EXERCISE DESCRIPTION
Copy out the records so that each line matches the original.

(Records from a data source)
━━━━━━━━━━━━━━━━━━━━
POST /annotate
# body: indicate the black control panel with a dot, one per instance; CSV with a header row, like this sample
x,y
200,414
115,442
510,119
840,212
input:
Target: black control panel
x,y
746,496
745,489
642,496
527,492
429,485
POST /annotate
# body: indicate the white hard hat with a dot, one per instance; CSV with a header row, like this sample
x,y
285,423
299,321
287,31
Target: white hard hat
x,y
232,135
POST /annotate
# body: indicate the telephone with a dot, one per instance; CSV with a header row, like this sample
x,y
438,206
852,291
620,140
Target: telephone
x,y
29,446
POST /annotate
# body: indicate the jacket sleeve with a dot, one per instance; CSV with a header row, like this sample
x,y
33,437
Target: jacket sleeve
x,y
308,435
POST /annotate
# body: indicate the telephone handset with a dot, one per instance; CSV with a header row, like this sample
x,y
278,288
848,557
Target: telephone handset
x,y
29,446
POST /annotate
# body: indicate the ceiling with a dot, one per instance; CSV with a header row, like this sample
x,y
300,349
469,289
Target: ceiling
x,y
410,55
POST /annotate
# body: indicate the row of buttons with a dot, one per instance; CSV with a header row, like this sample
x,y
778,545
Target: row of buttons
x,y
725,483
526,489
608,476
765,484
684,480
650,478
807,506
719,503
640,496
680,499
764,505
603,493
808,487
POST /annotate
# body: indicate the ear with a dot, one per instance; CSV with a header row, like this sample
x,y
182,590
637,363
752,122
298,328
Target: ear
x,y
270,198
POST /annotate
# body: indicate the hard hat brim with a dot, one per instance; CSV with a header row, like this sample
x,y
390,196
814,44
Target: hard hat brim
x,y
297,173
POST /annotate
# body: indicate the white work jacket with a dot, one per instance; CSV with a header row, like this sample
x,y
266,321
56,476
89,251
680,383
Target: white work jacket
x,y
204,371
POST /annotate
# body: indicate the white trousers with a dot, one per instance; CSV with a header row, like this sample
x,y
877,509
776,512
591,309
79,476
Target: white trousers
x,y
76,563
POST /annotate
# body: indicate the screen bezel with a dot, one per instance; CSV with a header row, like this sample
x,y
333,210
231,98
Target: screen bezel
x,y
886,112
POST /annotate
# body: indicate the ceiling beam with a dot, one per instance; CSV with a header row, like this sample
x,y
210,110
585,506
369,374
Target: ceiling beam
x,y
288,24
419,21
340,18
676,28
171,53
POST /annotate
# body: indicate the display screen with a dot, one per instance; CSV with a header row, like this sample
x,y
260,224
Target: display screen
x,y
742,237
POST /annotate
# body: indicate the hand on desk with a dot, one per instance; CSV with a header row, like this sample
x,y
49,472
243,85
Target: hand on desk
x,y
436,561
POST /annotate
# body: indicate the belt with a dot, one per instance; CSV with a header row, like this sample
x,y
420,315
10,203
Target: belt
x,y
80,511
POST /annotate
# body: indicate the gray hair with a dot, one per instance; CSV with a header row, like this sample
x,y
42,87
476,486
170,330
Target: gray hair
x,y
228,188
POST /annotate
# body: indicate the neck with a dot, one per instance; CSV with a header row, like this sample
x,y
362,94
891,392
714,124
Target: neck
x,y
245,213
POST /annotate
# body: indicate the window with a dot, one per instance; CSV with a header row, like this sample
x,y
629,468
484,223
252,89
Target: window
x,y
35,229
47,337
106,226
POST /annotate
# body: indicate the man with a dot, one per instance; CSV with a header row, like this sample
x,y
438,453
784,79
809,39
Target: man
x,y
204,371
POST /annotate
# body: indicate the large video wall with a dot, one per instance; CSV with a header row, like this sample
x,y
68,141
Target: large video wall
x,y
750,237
━━━━━━━━━━━━━━━━━━━━
RESULT OF THE TASK
POST /annotate
# body: indicate the black control panel with a dot, one per instance; CSV with a header row, like this sample
x,y
200,414
115,442
510,119
840,212
input:
Target: black control panel
x,y
746,496
745,489
642,496
527,492
429,485
POST /annotate
# body: indicate the white hard hat with a dot, one per instance; CSV with a header row, like this sample
x,y
285,423
299,321
287,31
Target: white hard hat
x,y
232,135
POST /annotate
# body: indicate the telephone with a dot, one per instance; CSV with a header row, like this sample
x,y
438,206
852,291
620,140
Target: telephone
x,y
29,446
POST /annotate
# body: indicate the jacket sleeve with a dot, one per instance; CSV with a header row, like this sample
x,y
33,437
Target: jacket sleeve
x,y
308,435
POST /annotate
# body: indicate the telephone handset with a dot, one per instance; CSV with a header row, like this sample
x,y
278,288
848,557
Target: telephone handset
x,y
29,446
POST /annotate
# body: indicate the ceiling with a dot, one per instance; CSV with a header row, like this sample
x,y
300,349
469,289
Target: ceiling
x,y
410,55
POST /annotate
# body: indicate the row of buttons with a dot, one per instance; CSV with a header row, like this sample
x,y
778,545
Target: row of buttons
x,y
725,483
526,489
608,476
765,484
684,480
650,478
807,506
719,503
640,496
680,499
764,505
603,493
808,487
POST /annotate
# body: indicate the ear with a dot, one per instance; CSV with a header row, like this sample
x,y
182,590
637,363
752,122
298,328
Target: ear
x,y
270,198
POST /annotate
# body: indicate the hard hat brim with a dot, one per instance; CSV with a header row, like this sample
x,y
390,196
814,44
Target: hard hat brim
x,y
297,173
POST /annotate
# body: indicate the white work jacket with a dot, one per instance; CSV with a header row, like this sample
x,y
266,321
56,476
89,251
680,383
Target: white work jacket
x,y
204,371
POST /annotate
# body: indicate the white trousers with a dot, one per instance; CSV with a header row, like this sample
x,y
877,509
776,512
591,309
79,476
Target: white trousers
x,y
76,563
POST /annotate
# body: indicate the screen bezel with a dot, one per instance; CSV with a header row, like this sample
x,y
333,210
231,98
Target: screen bezel
x,y
886,112
POST /annotate
# body: indicate the ceiling beam with a dot, one per instance; CSV with a header row, like this sample
x,y
210,110
585,506
369,374
Target: ceiling beam
x,y
288,24
419,21
340,18
676,28
171,53
POST /annotate
# body: indicate the display screen with a dot, one per instance; CSV with a header row, like this sample
x,y
260,224
Target: display screen
x,y
742,237
POST /annotate
# body: indicate the hand on desk with a dot, one per instance; CSV with a header row, like this sample
x,y
49,472
243,85
Target: hand on desk
x,y
436,561
POST /annotate
# body: indicate the belt with a dot, one per instance; CSV with a header row, like this sample
x,y
420,315
10,203
Target: belt
x,y
80,511
POST /annotate
# body: indicate the gray hair with a dot, one per instance; CSV with a header row, like this sample
x,y
42,87
476,486
170,330
Target: gray hair
x,y
228,188
POST /annotate
# body: indicate the neck with a dot, one per instance; CSV with a header row, like this sample
x,y
362,94
891,392
714,124
Target: neck
x,y
245,213
POST /annotate
# body: indicate the window with a dot, one per instance; CSV with a header row, like this sample
x,y
629,468
484,223
252,89
Target: window
x,y
35,229
47,337
106,226
POST /annotate
# body: indicate the man with a dot, one per instance; CSV with a header row, like this sample
x,y
438,453
784,79
809,39
Target: man
x,y
204,371
POST /annotate
# body: indicate the large video wall with a dot, one per instance; CSV with a header row, like this sample
x,y
68,141
Target: large video wall
x,y
750,237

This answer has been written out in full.